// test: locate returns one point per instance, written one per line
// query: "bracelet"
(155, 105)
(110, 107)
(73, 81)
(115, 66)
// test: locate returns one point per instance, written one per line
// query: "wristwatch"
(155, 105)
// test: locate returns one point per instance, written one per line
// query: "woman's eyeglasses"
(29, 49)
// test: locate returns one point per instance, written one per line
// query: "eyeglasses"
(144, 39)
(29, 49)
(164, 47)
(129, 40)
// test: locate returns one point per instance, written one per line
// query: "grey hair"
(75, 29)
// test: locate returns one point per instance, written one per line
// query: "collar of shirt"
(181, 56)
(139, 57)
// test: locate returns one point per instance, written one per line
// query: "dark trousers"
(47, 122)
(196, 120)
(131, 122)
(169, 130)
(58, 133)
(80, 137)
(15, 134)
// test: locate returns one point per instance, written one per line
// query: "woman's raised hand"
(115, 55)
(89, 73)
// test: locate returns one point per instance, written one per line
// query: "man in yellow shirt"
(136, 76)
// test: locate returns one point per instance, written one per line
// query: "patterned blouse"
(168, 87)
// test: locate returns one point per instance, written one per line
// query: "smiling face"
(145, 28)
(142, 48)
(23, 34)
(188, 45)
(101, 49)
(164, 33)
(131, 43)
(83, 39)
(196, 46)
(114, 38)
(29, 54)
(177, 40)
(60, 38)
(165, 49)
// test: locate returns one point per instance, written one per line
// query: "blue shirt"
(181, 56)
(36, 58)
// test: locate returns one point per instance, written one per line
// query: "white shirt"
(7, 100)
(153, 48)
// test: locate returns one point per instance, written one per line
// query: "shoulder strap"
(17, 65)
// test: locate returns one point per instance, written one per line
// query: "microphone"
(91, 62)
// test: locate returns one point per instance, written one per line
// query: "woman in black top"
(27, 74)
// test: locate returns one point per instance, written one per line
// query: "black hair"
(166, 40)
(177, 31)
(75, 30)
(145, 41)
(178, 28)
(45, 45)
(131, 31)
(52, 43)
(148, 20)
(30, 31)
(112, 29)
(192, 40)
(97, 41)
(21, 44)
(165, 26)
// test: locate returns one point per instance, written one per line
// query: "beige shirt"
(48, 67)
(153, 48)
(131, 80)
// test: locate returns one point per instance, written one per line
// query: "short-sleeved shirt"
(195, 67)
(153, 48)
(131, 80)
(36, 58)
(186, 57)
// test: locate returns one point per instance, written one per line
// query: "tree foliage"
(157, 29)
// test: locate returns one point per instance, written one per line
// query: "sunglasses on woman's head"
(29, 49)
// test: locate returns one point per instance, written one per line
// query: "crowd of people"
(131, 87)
++++++
Repeat every record, exactly as written.

→ EXERCISE RESPONSE
// test: locate returns one point per instance, written one per line
// query: "bracelet"
(155, 105)
(110, 107)
(73, 81)
(115, 66)
// test: locate returns one point per instance, written one per line
// query: "wristwatch"
(155, 105)
// test: locate returns one point per instance, written one per line
// query: "woman's eyeglasses"
(29, 49)
// test: locate returns one point per instance, written one per line
// query: "eyeglasses"
(144, 39)
(29, 49)
(164, 47)
(129, 40)
// test: locate returns one point per instance, written one per line
// query: "grey hair"
(75, 29)
// test: locate returns one point per instance, written one per line
// query: "collar of shirt"
(181, 56)
(139, 57)
// test: locate returns one point per instance, written one per line
// query: "dark trousers"
(47, 122)
(196, 120)
(131, 122)
(169, 130)
(58, 133)
(80, 137)
(15, 134)
// test: locate returns one point per instance, written one per line
// query: "woman's raised hand"
(115, 55)
(89, 73)
// test: locate returns one point per instance, written one per line
// query: "man in yellow shirt"
(136, 76)
// test: locate returns one point per instance, written one per line
// query: "patterned blouse"
(168, 87)
// test: locate returns one point per instance, written one per line
// query: "smiling face"
(145, 28)
(142, 48)
(23, 34)
(188, 45)
(101, 49)
(164, 33)
(131, 43)
(83, 39)
(196, 46)
(114, 38)
(29, 54)
(177, 40)
(60, 38)
(165, 49)
// test: locate returns one point per instance, written one per line
// query: "blue shirt"
(181, 56)
(36, 58)
// test: locate returns one point per instance, written one per line
// query: "white shirt"
(7, 100)
(153, 48)
// test: locate returns one point per instance, written one per line
// query: "shoulder strap"
(17, 65)
// test: locate returns one point per instance, written one per line
// query: "microphone"
(91, 62)
// test: locate returns one point per instance, written one per line
// query: "woman in black top"
(27, 74)
// test: locate returns one point per instance, written one per line
// query: "black hair"
(166, 40)
(177, 31)
(75, 30)
(145, 41)
(178, 28)
(45, 45)
(131, 31)
(52, 43)
(148, 20)
(30, 31)
(112, 29)
(192, 40)
(97, 41)
(21, 44)
(165, 26)
// test: locate returns one point per instance, written one per line
// query: "beige shirt"
(48, 67)
(153, 48)
(131, 80)
// test: locate returns one point per instance, written one per line
// query: "short-sleeved shirt"
(195, 67)
(153, 48)
(131, 80)
(36, 58)
(186, 57)
// test: locate returns one point per instance, written one per line
// query: "tree foliage"
(157, 29)
// test: locate returns one point per instance, written one per line
// query: "sunglasses on woman's head"
(29, 49)
// test: locate returns one point per instance, written one per line
// query: "crowd of people"
(131, 87)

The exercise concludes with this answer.